**Estratto fornito**.
#####

Il castello di sabbia

C’era una volta…

IL PROLOGO

Ho un nuovo datore di lavoro e ho dei nuovi capi, francesi. Avevo la responsabilità, condivisa con il mio ufficio, di collaborare e coordinare con colleghi americani, brasiliani e cinesi le attività di standardizzazione di certe attività. Avevo imparato dagli anziani tante cose e col tempo le avevo attualizzate e migliorate. Gestivo, tramite un fornitore esterno un sito dove erano pubblicati i capitolati tecnici di fornitura per realizzare le nuove linee di produzione. Per intenderci, la parte di controllo che consente di realizzare i processi di produzione: software, elettronica, circuiti elettrici, fluidica, sicurezza di operatori e manutentori e raccolta dei dati per il controllo della efficienza delle linee, la rintracciabilità dei prodotti e la pianificazione della manutenzione delle linee di produzione. Direi non poca cosa, soprattutto se immaginata in coordinamento con i colleghi delle altre regioni del mondo.

LA STORIA

La Fiat era un azienda italiana di Torino. La Fiat, è stata artefice dello sviluppo industriale, sociale e della mobilità nel nostro paese, contribuendo alla crescita del PIL e alla creazione di posti di lavoro.

Essa rappresentava un motivo di orgoglio e di vanto per i dipendenti e a livello di organizzazione del lavoro (un po’ militaresca) era molto avanti per quei tempi. Poi il mondo è cambiato e l’azienda ha iniziato a vedere aumentare il proprio ritardo rispetto alla concorrenza. In primo luogo, per l’incapacità dei manager di rispondere, con strategie di mercato adeguate ai cambiamenti della società, alla concorrenza tedesca e giapponese, in termini di portafoglio delle vetture e dei loro contenuti.

Nonostante ciò, l’azienda ha ancora vissuto dei buoni momenti, grazie alle relazioni diplomatiche e politiche dell’Avvocato Agnelli e di Cesare Romiti: anche se tra l’opinione pubblica, andava di moda criticare sempre la Fiat, a prescindere. Cosicché, tramontata questa epoca, l’azienda ha iniziato a barcollare come mai prima. Scorpori, accorpamenti, alleanze, che non frenavano la caduta del colosso, fino all’avvento di Sergio Marchionne, voluto dall’intuizione di Umberto Agnelli, il quale inizia una riorganizzazione ed un rilancio dei marchi legati a Fiat.

#####

**Compiti scritti**.
**1.** Indica se ciascuna affermazione concorda con il testo sulla Fiat, rispondendo sì o no e citando alla lettera le parole decisive: (a) la Fiat era un'azienda di Torino; (b) Sergio Marchionne arrivò per volere di Cesare Romiti; (c) i nuovi capi della voce narrante sono tedeschi.
**2.** Nel testo sulla Fiat, con colleghi di quali nazionalità si coordinava la voce narrante per le attività di standardizzazione?
**3.** Riprendi il testo sulla Fiat dopo la sua ultima frase.
I record provengono da un'altra fonte.

(Record di posizionamento dei punti)
#####

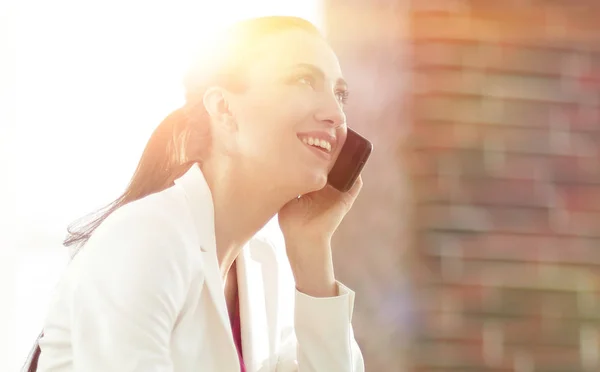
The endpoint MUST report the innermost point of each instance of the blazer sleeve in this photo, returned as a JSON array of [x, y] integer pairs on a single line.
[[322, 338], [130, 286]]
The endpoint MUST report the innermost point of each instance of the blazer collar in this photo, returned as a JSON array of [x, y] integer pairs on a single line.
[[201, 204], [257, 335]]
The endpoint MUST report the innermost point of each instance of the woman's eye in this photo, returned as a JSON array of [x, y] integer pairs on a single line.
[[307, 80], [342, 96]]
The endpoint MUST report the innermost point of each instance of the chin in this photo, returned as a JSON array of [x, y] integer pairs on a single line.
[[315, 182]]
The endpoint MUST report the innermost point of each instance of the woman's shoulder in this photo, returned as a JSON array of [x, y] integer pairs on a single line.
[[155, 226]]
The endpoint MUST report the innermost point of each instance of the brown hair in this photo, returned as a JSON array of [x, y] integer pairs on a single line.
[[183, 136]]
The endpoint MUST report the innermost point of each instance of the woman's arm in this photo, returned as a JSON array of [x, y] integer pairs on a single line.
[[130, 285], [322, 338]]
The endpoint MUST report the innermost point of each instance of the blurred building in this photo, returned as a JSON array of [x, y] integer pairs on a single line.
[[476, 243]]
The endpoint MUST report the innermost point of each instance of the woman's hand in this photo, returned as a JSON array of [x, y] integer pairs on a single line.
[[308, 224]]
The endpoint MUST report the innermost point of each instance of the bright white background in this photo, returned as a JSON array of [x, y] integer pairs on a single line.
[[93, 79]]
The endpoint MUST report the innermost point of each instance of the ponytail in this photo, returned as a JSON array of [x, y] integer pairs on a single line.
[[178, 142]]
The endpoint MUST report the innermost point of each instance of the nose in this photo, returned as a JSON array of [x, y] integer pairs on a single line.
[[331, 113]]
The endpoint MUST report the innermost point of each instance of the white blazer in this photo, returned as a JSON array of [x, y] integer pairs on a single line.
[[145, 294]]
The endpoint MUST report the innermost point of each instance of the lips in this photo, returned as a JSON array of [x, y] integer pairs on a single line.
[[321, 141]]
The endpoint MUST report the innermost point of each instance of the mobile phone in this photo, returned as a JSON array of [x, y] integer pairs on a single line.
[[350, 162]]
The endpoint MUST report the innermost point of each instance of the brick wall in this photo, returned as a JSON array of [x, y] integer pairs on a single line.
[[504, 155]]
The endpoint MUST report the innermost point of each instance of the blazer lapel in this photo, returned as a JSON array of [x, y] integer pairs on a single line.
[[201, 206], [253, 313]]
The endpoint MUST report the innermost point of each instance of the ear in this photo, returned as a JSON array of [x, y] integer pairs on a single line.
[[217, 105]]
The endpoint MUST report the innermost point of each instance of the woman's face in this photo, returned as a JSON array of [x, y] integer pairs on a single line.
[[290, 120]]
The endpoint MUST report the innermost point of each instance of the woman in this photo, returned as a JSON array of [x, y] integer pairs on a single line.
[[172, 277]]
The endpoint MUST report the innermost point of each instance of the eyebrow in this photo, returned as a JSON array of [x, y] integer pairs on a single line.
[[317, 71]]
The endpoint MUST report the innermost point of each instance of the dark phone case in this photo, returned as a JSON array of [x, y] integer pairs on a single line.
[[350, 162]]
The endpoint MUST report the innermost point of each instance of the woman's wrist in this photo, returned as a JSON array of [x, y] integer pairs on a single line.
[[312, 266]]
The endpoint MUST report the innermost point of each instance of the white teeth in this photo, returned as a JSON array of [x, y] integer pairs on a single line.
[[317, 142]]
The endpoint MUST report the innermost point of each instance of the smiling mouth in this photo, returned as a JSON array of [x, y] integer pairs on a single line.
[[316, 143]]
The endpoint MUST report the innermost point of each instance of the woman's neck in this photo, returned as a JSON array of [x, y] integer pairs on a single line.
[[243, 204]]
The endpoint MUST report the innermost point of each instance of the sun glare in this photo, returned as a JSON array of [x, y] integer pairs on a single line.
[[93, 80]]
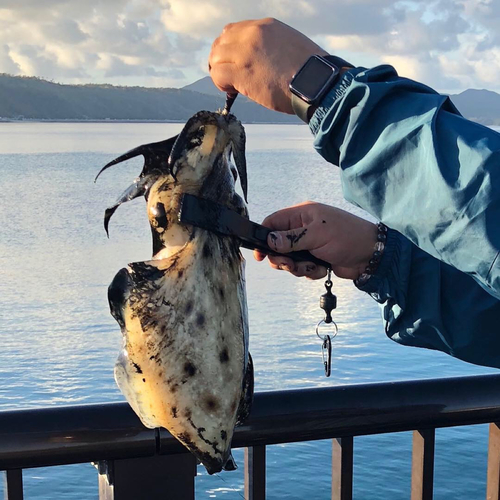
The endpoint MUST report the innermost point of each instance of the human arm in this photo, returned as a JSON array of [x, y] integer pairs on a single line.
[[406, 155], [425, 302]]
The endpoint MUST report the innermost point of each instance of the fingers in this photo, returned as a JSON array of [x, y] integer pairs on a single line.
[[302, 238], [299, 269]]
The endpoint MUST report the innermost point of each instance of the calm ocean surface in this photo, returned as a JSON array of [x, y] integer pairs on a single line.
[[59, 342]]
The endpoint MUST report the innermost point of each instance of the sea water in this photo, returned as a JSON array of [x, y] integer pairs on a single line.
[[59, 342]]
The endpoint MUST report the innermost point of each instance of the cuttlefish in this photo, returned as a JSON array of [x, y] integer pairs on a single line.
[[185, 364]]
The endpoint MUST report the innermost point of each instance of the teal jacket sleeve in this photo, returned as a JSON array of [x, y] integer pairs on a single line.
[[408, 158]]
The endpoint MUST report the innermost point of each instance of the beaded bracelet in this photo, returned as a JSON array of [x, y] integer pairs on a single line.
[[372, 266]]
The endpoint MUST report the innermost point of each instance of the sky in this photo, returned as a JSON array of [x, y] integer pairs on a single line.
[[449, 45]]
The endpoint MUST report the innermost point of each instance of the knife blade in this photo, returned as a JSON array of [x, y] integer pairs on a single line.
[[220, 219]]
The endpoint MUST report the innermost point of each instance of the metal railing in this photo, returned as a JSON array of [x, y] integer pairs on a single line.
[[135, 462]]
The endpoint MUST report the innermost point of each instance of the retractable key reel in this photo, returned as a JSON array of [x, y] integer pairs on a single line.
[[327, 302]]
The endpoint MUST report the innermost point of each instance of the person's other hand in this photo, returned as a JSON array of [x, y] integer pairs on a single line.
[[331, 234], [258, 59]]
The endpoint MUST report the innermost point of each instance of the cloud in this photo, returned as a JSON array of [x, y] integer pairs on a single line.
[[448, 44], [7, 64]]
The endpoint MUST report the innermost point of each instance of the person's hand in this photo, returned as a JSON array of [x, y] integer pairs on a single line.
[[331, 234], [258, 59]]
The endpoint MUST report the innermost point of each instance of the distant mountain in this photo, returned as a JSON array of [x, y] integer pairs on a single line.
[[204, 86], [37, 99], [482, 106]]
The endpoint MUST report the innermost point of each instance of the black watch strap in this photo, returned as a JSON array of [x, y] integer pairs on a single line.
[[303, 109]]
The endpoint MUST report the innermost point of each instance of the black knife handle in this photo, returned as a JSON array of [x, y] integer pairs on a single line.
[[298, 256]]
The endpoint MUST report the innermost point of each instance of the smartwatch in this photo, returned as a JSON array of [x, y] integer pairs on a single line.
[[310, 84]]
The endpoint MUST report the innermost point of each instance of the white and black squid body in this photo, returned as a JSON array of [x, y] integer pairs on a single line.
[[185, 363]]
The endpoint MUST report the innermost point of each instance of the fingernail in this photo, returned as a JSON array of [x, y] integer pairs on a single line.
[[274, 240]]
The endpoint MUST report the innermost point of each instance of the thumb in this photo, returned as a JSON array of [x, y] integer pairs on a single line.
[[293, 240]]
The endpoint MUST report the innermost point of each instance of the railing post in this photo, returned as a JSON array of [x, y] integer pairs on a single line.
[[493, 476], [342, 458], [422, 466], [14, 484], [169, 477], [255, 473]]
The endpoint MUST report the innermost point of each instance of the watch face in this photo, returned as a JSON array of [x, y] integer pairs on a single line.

#####

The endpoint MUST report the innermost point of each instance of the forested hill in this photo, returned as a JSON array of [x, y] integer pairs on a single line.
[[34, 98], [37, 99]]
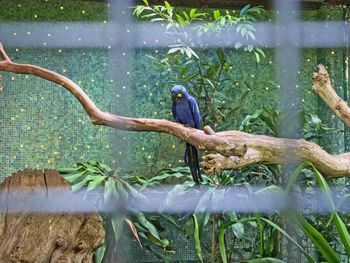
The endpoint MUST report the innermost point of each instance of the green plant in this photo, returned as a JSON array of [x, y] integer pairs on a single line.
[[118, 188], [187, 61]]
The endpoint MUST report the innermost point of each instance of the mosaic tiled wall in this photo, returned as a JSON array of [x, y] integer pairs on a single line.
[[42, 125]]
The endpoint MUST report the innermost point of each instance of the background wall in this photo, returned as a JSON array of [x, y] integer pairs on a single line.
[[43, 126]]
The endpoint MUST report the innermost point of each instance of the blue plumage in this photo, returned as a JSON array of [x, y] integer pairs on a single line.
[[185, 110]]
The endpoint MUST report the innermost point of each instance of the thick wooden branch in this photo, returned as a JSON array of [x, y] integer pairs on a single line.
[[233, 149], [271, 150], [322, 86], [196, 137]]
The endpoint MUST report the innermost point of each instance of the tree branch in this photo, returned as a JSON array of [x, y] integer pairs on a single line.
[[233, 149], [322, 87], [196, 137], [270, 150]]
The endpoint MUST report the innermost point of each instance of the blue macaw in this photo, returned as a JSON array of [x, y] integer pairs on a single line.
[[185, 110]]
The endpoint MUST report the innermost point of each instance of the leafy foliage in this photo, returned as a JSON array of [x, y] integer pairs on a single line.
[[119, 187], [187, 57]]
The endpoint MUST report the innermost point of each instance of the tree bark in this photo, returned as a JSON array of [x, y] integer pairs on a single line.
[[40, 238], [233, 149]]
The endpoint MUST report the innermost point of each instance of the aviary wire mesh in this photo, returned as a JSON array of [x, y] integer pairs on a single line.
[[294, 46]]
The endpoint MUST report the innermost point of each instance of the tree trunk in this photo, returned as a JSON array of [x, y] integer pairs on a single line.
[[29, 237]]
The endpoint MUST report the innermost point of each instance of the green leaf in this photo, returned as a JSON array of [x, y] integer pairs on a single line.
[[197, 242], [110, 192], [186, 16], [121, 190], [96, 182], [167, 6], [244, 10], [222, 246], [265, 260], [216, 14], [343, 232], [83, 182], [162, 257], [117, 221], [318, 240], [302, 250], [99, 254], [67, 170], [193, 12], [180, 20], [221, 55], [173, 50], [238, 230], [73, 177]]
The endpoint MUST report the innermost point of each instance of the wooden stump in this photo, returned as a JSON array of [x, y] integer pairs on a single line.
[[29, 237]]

#####

**Risposte per compito**.
**1.**
(a) Sì: «La Fiat era un azienda italiana di Torino.»
(b) No: «voluto dall’intuizione di Umberto Agnelli»
(c) No: «ho dei nuovi capi, francesi»

**2.** Con colleghi americani, brasiliani e cinesi.

**3.**
In quegli anni l’immagine delle vetture del gruppo, diventato FCA, migliora grazie alle linee di prodotto della 500 e della Jeep, anche se il portafoglio rimane nel complesso molto povero, ma questa volta per l’attesa della ricerca di un nuovo partner. Purtroppo, con la morte di Marchionne, se n’è andato l’ultimo manager che, da italiano, ha amato sinceramente l’azienda che ha diretto. Venendo a mancare lui, la famiglia Agnelli, ha lasciato prevalere ciò che per un investitore è l’indicatore che comanda: il profitto e la difesa dell’investimento, con l’obiettivo, semmai, di trarne profitto, come, del resto, chiunque di noi fa per i propri interessi.

Nel passato sarebbe stato necessario, per rispondere adeguatamente alla concorrenza straniera, licenziare molte persone, ma – in Italia – la politica ed il sindacato hanno difeso l’occupazione con tecniche volte al consenso immediato, senza mai proporre una strategia di lungo termine. Questa situazione ha, a mio avviso, alimentato un lento degrado della qualità dei manager, attenti a difendere e consolidare la propria posizione personale, senza attuare alcuna idea innovativa volta al futuro.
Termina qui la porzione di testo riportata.